RECORD EXTRACTS
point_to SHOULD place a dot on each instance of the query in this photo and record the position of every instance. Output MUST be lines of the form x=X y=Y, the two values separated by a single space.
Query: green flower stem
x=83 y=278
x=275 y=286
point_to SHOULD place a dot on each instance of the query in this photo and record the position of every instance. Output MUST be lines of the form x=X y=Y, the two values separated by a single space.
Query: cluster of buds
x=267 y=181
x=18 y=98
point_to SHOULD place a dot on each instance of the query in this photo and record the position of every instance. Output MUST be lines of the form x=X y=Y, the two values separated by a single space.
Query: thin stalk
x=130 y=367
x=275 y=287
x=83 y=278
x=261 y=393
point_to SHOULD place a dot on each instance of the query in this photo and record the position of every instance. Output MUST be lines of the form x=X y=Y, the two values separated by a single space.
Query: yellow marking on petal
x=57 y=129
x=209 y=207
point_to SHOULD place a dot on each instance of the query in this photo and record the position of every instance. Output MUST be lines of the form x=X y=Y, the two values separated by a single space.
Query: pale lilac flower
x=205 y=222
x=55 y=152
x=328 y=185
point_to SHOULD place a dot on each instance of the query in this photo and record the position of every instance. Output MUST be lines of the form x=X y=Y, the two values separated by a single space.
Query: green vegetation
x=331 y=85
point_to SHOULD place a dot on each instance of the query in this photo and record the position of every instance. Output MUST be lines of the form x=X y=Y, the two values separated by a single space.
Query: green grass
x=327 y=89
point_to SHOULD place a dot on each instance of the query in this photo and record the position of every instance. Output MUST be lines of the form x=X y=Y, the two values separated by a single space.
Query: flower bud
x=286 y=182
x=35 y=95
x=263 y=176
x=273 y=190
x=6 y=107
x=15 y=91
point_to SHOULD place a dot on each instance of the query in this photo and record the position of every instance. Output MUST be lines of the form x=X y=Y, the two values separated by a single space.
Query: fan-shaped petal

AIM OF THE EXERCISE
Format every line of the entries above as a single numbered list, omitting any blank lines.

ANSWER FOR THIS EXERCISE
1. point_to SHOULD place a dot on each instance of the query in this photo and record the position of every instance. Output MUST be lines of the form x=X y=Y, the two values separated by a single space.
2. Query: green flower stem
3. x=83 y=278
4. x=275 y=286
5. point_to SHOULD place a dot on each instance of the query in this photo and record the position of every instance. Output MUST be lines of the form x=X y=Y, the two values separated by a single space.
6. Query: cluster of buds
7. x=267 y=181
8. x=18 y=98
9. point_to SHOULD place a dot on each instance of the query in this photo and record the position of every instance. Output MUST be lines of the form x=X y=Y, the two values separated by a single space.
10. Query: thin stalk
11. x=130 y=367
12. x=275 y=287
13. x=83 y=278
14. x=261 y=393
15. point_to SHOULD place a dot on each instance of the query in this photo and record the position of every instance. Output MUST be lines of the form x=X y=Y, the two values separated by a single space.
16. Query: yellow marking on petal
17. x=57 y=129
18. x=209 y=207
19. point_to SHOULD place a dot on each instance of the query in this photo and record the position of every instance. Output MUST be lines of the form x=X y=Y, the two values separated by a single space.
20. Query: pale lilac flower
21. x=205 y=222
22. x=55 y=152
23. x=328 y=185
24. point_to SHOULD place a dot on each instance of the query in this photo and record the position of every instance. Output MUST be lines of the form x=X y=Y, the two values separated by a single space.
25. Query: green vegetation
26. x=331 y=85
27. point_to SHOULD place a dot on each instance of the query in this photo and record the position of every instance. Output MUST be lines of the form x=X y=Y, the two values separated by a single space.
28. Query: green grass
29. x=327 y=89
30. point_to SHOULD place a dot on each instance of the query in this photo and record the position of every instance. Output MUST be lines of the form x=X y=Y, the two values separated by a single space.
31. Query: flower bud
32. x=286 y=182
33. x=35 y=95
34. x=263 y=176
35. x=273 y=190
36. x=6 y=107
37. x=15 y=91
38. point_to SHOULD place a dot on each instance of the query in this photo and record the position of every instance. Output MUST be lines of the form x=X y=Y, the two values separated by a single space.
39. Query: fan-shaped petal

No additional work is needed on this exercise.